- **To do**:
Reproduce the listing below line for line, leaving out the pictures.

- **Supplied records**:
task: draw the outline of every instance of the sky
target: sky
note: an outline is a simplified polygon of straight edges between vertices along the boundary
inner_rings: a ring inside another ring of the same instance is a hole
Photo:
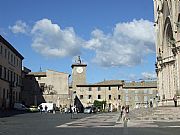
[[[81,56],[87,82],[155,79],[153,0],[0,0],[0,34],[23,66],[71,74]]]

- **Reply to the task**:
task: draw the outline of every instance of the sky
target: sky
note: an outline is a simplified polygon of straight edges between vertices along the boundary
inner_rings: a ring inside another ring of the same instance is a hole
Photo:
[[[81,56],[87,82],[155,79],[153,0],[0,0],[0,34],[23,66],[71,74]]]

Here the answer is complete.